──────── Data records
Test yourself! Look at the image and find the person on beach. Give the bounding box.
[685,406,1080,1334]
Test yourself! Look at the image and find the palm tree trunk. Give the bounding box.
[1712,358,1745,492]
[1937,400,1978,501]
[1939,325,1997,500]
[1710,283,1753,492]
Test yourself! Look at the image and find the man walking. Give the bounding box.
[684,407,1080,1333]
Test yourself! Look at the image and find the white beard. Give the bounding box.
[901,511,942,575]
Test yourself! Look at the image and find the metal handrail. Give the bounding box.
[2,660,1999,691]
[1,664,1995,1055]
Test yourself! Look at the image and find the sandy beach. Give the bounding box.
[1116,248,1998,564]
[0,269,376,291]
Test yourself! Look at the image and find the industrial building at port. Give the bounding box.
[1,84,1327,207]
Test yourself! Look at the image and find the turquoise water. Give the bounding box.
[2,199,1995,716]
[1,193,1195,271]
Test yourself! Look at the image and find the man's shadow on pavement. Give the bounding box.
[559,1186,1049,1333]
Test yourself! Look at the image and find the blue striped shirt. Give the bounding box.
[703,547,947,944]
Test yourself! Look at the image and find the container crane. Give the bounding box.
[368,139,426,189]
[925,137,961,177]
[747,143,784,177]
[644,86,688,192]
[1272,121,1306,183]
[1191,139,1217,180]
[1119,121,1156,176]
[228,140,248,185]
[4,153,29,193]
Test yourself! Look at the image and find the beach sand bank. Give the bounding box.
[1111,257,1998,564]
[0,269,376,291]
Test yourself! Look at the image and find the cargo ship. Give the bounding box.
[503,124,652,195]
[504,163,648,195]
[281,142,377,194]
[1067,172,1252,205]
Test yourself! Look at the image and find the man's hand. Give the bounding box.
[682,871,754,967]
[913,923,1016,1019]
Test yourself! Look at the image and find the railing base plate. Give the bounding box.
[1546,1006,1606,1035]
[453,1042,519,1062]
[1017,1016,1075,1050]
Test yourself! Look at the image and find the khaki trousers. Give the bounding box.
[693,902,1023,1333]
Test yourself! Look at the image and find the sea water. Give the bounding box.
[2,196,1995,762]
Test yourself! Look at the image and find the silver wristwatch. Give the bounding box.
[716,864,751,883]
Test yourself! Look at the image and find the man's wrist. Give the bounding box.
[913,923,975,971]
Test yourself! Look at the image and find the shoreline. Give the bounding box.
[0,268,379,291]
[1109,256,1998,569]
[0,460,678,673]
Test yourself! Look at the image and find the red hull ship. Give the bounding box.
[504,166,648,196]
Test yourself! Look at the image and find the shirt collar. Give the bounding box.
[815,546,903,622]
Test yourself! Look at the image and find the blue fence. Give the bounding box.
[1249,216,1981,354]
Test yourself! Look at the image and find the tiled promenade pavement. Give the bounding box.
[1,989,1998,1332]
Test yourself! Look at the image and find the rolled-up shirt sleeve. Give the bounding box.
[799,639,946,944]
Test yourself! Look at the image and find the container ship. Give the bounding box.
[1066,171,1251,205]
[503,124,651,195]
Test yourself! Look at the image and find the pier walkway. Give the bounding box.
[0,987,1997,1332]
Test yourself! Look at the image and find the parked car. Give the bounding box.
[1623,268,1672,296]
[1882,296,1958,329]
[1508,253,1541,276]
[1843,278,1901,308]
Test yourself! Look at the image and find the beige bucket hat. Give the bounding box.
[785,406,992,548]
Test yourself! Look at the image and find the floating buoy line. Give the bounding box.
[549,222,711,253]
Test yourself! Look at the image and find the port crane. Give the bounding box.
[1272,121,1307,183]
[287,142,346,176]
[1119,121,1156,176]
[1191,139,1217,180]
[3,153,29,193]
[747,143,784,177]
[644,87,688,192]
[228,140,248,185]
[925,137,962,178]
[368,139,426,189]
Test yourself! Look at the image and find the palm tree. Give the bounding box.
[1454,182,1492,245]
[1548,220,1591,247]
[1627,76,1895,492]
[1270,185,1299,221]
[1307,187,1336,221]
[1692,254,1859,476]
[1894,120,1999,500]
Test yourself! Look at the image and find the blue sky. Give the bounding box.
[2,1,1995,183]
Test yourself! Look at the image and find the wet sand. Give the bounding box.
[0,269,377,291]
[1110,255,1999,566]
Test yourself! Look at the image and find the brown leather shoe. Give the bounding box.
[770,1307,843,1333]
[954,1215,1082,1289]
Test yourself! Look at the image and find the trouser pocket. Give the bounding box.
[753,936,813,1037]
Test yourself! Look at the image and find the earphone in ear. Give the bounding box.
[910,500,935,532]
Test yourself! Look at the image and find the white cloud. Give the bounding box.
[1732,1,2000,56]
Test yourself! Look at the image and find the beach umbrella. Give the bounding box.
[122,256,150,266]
────────────────
Activity:
Without leaving anything out, repeat every entry shown above.

Your response:
Test yourself! Look at the image and find the person on beach. Give the bounding box.
[685,406,1080,1334]
Test yourself! Look at the image and find the palm tree trunk. Give the bounding box.
[1712,358,1745,492]
[1937,400,1978,501]
[1939,325,1997,500]
[1710,283,1753,492]
Test yourself! Look at the image and find the man walking. Give the bounding box.
[684,407,1080,1333]
Test yourself! Look at the image and find the white beard. Give the bounding box.
[901,511,942,575]
Test yourself! Look at the image and find the metal handrail. Give the bounding box.
[2,660,1999,691]
[1,664,1995,1055]
Test yourself! Look at the image and find the sandy beach. Give the bounding box.
[1116,248,1998,564]
[0,269,376,291]
Test yourself! Look at the image and find the industrial building at port. Give the bounding box.
[1,84,1327,207]
Test yourself! Look at the image and find the turquoise water. Give the bounding box.
[2,199,1995,716]
[1,193,1195,271]
Test yourself! Look at the image and find the man's shadow on pavement. Give the bounding box.
[559,1186,1049,1333]
Test yourself! Look at the image and find the blue striped shirt. Give the bounding box.
[703,547,947,944]
Test yourself! Look at the image and find the container crane. Give the bounding box.
[368,139,426,189]
[925,137,961,177]
[747,143,784,177]
[644,86,688,192]
[1272,121,1306,183]
[1191,139,1217,180]
[1119,121,1156,176]
[228,140,248,185]
[4,153,29,193]
Test yourself! Look at the image and find the beach sand bank. Give the bounding box.
[1111,257,1998,564]
[0,269,376,291]
Test yourself! Look at the image and find the cargo ship. Give the bounding box.
[503,124,652,195]
[504,163,648,195]
[281,142,377,194]
[1067,172,1252,205]
Test yourself! Look at the image and find the man's hand. Give the bounding box.
[682,871,754,967]
[913,923,1016,1019]
Test yourself! Look at the image and find the railing base plate. Give the bounding box.
[1546,1006,1606,1035]
[453,1042,519,1062]
[1017,1016,1075,1050]
Test yourself! Look at the image and find the khaki trousers. Give the bounding box.
[693,902,1023,1333]
Test yourself! Look at the image and find the sea water. Give the bounding box.
[2,196,1995,762]
Test yourself! Look at the image and find the silver wristwatch. Give the bounding box.
[716,864,751,883]
Test yourself! Look at the image and find the man's wrist. Give the bounding box.
[913,923,975,971]
Test yourself! Look at the image and find the shoreline. Give the bounding box.
[0,268,379,291]
[1109,256,1998,569]
[0,460,678,673]
Test yourself! Look at the image and find the red hull ship. Give the bounding box.
[504,166,648,196]
Test yourself! Look at the image and find the shirt collar. Give the bounding box.
[815,546,903,622]
Test yourself! Look at the image and find the blue fence. Give the bounding box.
[1249,216,1981,354]
Test yourself! Look at the image and find the tiled promenade pavement. Give the bounding box.
[1,989,1998,1332]
Test yourself! Look at the image and find the rolled-up shirt sleeve. Give the bounding box.
[799,639,946,944]
Test yourself! Look at the image and find the container ship. Give the bounding box.
[1066,171,1251,205]
[503,124,651,195]
Test yourself! Look at the image and find the pier walkway. Give the bounding box.
[0,987,1997,1332]
Test yourself! Look at the image and find the parked car. Give the bounding box.
[1623,268,1672,296]
[1882,296,1958,329]
[1508,253,1541,276]
[1843,278,1901,308]
Test yourself! Look at the image and find the beige bucket hat. Give the bounding box.
[785,406,992,548]
Test yourself! Look at the image and find the floating buoy line. Give the bounding box.
[549,222,711,253]
Test yourself! Look at the image and find the port crane. Give the bounding box.
[1272,121,1307,183]
[287,142,346,176]
[1119,121,1156,176]
[1191,139,1217,180]
[3,153,29,193]
[747,143,784,177]
[644,87,688,192]
[228,140,248,185]
[925,137,962,178]
[368,139,426,189]
Test yourself! Look at the image and find the palm tree. Give the bounding box.
[1454,182,1492,245]
[1548,220,1591,247]
[1627,76,1895,492]
[1270,185,1299,221]
[1307,187,1336,221]
[1692,254,1859,476]
[1894,120,1999,500]
Test yourself! Look at the image and find the blue sky. Give the bounding box.
[2,1,1995,183]
Test yourself! Look at the image and find the wet sand. Give the bounding box.
[0,269,377,291]
[1110,255,1999,566]
Test yourself! Look at the image and find the brown leather shoe. Give the bounding box.
[770,1307,843,1333]
[954,1215,1082,1289]
Test yourself! Look at the image and find the trouser pocket. Give the bounding box.
[753,936,813,1037]
Test yourself! Look at the image and find the earphone in ear. Give the bounding box.
[910,500,935,532]
Test yourself! Look at the image and find the white cloud. Give the bounding box.
[1732,1,2000,56]
Test yourself! Look at the image and find the beach umbrella. Give the bounding box.
[122,256,150,266]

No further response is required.